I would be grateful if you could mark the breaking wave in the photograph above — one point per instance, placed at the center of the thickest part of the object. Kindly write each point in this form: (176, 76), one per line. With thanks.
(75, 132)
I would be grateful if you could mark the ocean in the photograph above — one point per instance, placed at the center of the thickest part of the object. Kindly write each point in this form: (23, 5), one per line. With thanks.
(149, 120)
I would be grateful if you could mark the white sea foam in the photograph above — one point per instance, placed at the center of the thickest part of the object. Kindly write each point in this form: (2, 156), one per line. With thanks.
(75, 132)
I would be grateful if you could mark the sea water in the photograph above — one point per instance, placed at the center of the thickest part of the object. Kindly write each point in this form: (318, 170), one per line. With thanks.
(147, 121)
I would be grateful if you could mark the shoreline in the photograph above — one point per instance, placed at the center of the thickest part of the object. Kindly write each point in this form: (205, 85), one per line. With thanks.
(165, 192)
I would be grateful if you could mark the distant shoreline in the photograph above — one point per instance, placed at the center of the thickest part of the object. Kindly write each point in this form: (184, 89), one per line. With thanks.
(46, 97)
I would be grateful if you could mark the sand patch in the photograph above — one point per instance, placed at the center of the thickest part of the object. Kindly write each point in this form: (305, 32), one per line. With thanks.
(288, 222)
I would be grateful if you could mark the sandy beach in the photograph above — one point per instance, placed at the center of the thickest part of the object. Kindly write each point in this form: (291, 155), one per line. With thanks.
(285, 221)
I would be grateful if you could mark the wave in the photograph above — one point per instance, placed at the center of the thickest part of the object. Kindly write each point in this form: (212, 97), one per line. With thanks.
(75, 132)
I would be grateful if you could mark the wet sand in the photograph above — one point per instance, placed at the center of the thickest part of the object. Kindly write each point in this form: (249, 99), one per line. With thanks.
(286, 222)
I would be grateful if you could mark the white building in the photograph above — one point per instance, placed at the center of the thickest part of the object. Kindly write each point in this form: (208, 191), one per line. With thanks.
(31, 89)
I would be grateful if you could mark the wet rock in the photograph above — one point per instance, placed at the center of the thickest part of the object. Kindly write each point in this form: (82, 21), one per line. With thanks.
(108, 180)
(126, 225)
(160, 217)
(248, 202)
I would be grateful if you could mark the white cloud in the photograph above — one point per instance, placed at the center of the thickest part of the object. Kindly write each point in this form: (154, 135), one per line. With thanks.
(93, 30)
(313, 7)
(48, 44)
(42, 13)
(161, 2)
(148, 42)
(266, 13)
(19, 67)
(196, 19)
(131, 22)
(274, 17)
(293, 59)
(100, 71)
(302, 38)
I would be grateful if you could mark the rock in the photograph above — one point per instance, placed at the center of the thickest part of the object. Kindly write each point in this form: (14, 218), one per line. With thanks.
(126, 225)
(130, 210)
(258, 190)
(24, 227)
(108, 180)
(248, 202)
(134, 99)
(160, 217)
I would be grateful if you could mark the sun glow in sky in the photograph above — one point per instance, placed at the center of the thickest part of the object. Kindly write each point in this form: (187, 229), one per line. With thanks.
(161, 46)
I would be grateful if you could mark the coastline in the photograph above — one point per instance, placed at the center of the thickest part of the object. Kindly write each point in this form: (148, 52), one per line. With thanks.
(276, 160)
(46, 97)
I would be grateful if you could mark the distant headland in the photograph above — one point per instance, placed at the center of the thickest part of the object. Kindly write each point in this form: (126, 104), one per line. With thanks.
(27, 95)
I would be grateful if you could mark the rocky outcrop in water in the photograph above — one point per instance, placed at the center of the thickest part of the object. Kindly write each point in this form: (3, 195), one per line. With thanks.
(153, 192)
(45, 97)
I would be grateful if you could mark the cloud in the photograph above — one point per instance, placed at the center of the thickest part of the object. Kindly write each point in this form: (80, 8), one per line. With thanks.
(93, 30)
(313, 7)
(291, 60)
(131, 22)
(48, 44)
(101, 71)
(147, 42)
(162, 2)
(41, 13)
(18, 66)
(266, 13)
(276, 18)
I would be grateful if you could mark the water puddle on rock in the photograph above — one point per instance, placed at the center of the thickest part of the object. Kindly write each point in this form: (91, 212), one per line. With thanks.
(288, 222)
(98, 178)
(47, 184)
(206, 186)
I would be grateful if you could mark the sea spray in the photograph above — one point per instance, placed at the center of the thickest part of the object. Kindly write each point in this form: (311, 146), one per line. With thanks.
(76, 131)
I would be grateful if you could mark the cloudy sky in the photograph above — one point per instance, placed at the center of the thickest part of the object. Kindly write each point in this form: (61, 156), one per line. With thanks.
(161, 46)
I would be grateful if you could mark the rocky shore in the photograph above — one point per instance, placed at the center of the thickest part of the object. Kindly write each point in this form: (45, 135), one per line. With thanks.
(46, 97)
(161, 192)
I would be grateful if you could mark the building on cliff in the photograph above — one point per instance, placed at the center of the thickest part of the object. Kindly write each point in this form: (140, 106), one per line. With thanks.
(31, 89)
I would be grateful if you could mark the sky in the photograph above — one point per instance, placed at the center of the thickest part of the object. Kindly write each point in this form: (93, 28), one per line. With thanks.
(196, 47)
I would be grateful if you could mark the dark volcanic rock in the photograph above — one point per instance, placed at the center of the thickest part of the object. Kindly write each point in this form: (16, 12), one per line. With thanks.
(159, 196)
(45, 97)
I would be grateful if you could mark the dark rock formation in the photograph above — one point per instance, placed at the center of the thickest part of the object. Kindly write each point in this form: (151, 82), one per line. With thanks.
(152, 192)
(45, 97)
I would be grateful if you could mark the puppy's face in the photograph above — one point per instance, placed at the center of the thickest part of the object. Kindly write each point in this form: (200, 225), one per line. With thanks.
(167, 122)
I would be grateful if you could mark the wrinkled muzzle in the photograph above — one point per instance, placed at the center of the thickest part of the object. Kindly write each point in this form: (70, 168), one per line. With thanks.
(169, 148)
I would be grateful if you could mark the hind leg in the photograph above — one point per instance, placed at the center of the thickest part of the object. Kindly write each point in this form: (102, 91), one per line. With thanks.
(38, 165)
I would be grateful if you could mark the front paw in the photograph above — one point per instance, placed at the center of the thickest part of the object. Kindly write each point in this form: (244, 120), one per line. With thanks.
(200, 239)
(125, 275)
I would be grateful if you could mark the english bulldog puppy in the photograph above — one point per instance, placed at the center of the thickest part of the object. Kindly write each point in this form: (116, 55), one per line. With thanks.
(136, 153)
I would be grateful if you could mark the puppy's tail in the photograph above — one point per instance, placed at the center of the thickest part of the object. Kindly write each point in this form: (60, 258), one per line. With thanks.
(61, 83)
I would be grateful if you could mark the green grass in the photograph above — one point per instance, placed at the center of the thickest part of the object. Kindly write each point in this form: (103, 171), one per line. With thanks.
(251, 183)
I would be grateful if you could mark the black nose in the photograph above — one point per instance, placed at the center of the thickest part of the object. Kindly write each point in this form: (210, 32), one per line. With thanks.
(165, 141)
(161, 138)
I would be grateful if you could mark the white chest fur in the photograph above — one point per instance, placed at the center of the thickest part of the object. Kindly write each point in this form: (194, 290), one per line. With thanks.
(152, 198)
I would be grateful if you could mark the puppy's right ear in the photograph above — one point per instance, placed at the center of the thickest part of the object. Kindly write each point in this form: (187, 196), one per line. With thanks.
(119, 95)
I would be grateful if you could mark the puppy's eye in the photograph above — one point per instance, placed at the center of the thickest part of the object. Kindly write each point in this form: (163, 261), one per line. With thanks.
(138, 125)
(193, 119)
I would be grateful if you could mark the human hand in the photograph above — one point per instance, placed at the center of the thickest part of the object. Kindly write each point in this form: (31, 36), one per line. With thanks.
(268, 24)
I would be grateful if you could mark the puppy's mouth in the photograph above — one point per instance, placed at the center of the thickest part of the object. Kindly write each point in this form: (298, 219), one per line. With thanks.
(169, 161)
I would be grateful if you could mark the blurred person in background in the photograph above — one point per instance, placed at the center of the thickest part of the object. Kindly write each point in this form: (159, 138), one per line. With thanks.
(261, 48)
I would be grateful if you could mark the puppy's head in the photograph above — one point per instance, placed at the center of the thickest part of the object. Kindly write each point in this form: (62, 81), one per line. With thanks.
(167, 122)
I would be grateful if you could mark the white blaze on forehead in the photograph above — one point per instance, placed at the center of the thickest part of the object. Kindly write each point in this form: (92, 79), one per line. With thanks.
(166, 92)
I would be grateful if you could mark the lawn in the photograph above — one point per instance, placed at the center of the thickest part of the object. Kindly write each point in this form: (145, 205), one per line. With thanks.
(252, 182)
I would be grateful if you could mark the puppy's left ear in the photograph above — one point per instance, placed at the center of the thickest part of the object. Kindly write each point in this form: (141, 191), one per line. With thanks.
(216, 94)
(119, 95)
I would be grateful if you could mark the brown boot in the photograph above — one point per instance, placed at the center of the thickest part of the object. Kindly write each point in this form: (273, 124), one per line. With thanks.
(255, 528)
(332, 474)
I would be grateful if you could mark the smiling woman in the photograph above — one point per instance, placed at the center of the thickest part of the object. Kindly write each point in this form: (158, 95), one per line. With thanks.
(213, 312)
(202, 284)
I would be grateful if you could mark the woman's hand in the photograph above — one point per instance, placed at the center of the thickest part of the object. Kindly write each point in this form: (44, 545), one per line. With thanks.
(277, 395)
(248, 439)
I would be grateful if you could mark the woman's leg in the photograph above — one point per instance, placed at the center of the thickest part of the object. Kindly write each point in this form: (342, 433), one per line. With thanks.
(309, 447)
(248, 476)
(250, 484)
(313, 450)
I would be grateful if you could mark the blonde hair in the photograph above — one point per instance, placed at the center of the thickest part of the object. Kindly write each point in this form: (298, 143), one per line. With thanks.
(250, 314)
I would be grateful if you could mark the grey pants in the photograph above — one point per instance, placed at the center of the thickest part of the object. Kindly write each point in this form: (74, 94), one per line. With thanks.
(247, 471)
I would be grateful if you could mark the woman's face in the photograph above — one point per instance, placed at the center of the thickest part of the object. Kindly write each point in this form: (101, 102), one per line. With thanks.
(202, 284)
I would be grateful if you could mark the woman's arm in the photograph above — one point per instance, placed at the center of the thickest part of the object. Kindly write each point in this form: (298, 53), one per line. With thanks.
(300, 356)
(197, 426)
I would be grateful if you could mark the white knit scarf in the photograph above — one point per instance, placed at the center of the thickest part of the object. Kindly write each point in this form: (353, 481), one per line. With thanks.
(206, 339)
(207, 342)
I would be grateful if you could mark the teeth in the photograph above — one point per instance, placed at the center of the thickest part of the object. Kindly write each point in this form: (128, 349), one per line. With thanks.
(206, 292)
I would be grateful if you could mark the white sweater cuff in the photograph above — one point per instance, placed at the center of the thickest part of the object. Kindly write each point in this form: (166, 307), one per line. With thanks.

----

# What is expected
Output the lines from the line containing "I would be grateful if you could mark the blonde" to the end, both included; add nothing.

# Output for this task
I would be grateful if you could mark the blonde hair in the photograph above — one point per instance, placed at the center of the thickest part of the object. Kindly write each point in this form: (298, 143), one per line. With thanks.
(250, 314)
I would be grateful if you could mark the grey pants in the photograph above — one point per instance, placed at the center of the thickest part of the object. Kindly write each point in this form: (74, 94), one per line. With thanks.
(247, 471)
I would be grateful if you could mark the woman's face in the photograph above — one point per instance, placed at the center of the thickest part of the object. Kindly write each point in this form: (101, 102), one per line. With thanks.
(202, 284)
I would be grateful if you could mark the woman's arm in the photograph above — one point per instance, placed at the center of the thickest part of the object. Kindly write each point in this form: (298, 53), one per line. With thanks.
(300, 356)
(197, 426)
I would be grateful if you could mark the white knit scarf in the photograph above — one point per instance, placed at the center of the thickest part of the object. Kindly write each point in this form: (353, 481), one per line. With thanks.
(206, 339)
(207, 342)
I would be grateful if you could mark the teeth in the photograph above — one point per instance, placed at the center of the thickest part of the object. Kindly write each point in this form: (128, 349), one per line. With thanks.
(206, 292)
I would be grateful if you could mark the white sweater cuff in the photograph above — one point per instance, placed at the center of the thickest part of the object. Kindly write each point in this form: (166, 307), one per line. With thanks.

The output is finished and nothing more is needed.